#### TEXT PASSAGE ####
The Chinese banks involved include the state-owned Industrial and Commercial Bank of China (ICBC), Bank of China, China Construction Bank, and Agricultural Bank of China which collectively increased their exposure to Russia from $2.2bn to $9.7bn during this period. ICBC and Bank of China were responsible for $8.8bn of these assets, the FT reports.
In comparison, Austria's Raiffeisen Bank, the foreign bank with the largest exposure to Russia that has been very reluctant to leave, raised its assets in the country by over 40%, from $20.5bn to $29.2bn in the same period.
Since imposition of the SWIFT sanctions, Russia’s financial system has gone through a rapid yuanization largely replacing the dollar with the Chinese currency in place of where dollars used to be used, particularly in trade and as a sovereign reserves currency. Dollars have already been repunged from Russia’s international reserves and the Central Bank of Russia (CBR) says that the other “toxic currencies” are likely to fall to zero by the end of this year.
Before the invasion, the majority of Russia's export payments were made in toxic currencies like the dollar and euro. However, the renminbi's share has grown to 16% while the proportion of toxic currencies has declined.
Overall, the percentage of Russian banking assets held by foreign lenders dropped from 6.2% to 4.9% in the 14 months leading up to March.
####
Reproduce the passage on Chinese banks in Russia from the words "Before the invasion, the" up to and including the words "currencies has declined.".
#### SOURCE INFORMATION ####
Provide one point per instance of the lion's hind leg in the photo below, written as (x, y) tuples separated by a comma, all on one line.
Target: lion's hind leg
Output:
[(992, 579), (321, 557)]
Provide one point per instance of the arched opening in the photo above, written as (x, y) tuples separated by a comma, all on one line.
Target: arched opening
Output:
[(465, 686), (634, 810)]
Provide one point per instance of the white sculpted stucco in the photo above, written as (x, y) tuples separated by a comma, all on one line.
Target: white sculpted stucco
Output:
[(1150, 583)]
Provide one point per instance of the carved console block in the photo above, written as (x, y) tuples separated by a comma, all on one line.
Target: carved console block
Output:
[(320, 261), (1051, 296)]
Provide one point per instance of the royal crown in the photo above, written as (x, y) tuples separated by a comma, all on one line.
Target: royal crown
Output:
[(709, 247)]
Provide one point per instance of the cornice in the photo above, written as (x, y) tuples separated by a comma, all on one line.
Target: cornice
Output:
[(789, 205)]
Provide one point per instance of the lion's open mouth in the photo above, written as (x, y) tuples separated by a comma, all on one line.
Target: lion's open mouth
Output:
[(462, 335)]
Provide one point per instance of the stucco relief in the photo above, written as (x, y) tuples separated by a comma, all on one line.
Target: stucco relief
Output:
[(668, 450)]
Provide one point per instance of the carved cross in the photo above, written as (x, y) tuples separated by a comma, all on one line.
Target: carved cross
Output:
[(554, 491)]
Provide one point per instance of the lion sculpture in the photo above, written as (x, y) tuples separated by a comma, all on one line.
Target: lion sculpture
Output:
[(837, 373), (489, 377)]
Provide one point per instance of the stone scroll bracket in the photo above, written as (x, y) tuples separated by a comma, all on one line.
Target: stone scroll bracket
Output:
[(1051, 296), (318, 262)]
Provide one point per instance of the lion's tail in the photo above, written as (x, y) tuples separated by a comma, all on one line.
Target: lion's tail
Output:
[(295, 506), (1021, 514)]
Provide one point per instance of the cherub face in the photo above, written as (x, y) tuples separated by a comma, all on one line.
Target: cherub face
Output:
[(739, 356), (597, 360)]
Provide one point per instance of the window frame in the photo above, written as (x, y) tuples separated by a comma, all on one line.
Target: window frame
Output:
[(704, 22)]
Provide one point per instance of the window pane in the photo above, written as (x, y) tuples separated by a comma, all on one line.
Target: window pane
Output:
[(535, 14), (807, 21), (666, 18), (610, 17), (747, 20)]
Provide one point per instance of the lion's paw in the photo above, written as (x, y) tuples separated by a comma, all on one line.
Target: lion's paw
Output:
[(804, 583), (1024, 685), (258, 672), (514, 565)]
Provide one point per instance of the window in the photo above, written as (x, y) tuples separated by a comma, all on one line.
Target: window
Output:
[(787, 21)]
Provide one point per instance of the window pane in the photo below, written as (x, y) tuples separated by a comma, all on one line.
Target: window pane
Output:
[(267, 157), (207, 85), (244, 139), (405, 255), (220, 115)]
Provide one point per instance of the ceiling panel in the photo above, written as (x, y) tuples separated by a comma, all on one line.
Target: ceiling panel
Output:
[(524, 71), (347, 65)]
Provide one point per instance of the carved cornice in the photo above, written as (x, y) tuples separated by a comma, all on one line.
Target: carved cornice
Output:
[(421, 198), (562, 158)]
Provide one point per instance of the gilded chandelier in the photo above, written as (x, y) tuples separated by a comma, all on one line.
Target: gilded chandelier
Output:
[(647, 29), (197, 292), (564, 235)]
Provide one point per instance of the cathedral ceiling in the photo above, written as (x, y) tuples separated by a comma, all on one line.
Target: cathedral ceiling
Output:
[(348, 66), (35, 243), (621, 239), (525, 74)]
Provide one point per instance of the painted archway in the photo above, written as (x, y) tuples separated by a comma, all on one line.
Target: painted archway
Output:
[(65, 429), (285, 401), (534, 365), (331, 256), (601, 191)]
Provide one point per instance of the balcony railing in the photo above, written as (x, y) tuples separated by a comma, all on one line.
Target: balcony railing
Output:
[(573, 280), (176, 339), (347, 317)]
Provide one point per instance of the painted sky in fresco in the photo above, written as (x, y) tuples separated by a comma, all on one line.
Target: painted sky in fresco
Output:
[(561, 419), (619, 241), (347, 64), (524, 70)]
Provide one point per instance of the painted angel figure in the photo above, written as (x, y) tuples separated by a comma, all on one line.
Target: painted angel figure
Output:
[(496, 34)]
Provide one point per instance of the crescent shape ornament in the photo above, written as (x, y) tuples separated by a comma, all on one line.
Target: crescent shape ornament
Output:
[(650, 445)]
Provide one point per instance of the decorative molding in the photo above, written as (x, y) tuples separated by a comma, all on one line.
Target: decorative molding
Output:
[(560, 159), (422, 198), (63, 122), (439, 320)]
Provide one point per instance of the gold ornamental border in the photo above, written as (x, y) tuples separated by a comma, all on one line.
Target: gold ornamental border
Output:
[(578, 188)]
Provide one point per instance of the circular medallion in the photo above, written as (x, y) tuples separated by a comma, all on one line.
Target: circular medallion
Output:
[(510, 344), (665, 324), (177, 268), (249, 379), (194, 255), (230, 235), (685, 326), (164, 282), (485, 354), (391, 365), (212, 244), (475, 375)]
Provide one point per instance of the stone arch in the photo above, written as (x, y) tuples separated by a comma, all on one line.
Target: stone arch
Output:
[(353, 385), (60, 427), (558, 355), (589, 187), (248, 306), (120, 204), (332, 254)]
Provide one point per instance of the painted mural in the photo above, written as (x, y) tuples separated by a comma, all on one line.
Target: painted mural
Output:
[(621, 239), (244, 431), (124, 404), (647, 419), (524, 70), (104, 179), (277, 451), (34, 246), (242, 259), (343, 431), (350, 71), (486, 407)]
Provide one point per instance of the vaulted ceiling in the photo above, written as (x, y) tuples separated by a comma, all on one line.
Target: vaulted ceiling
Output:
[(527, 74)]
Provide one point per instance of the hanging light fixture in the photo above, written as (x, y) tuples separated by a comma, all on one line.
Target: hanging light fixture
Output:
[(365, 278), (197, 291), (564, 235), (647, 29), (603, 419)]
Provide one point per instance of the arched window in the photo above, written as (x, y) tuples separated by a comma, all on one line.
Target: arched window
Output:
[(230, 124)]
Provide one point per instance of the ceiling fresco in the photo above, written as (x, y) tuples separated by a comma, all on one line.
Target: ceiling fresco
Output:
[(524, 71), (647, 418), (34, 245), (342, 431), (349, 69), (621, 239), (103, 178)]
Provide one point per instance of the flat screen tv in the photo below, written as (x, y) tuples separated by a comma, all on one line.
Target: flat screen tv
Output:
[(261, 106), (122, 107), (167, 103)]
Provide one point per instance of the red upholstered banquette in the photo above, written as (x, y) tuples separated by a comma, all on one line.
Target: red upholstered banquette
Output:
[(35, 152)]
####
**RESULT FOR THIS EXERCISE**
Before the invasion, the majority of Russia's export payments were made in toxic currencies like the dollar and euro. However, the renminbi's share has grown to 16% while the proportion of toxic currencies has declined.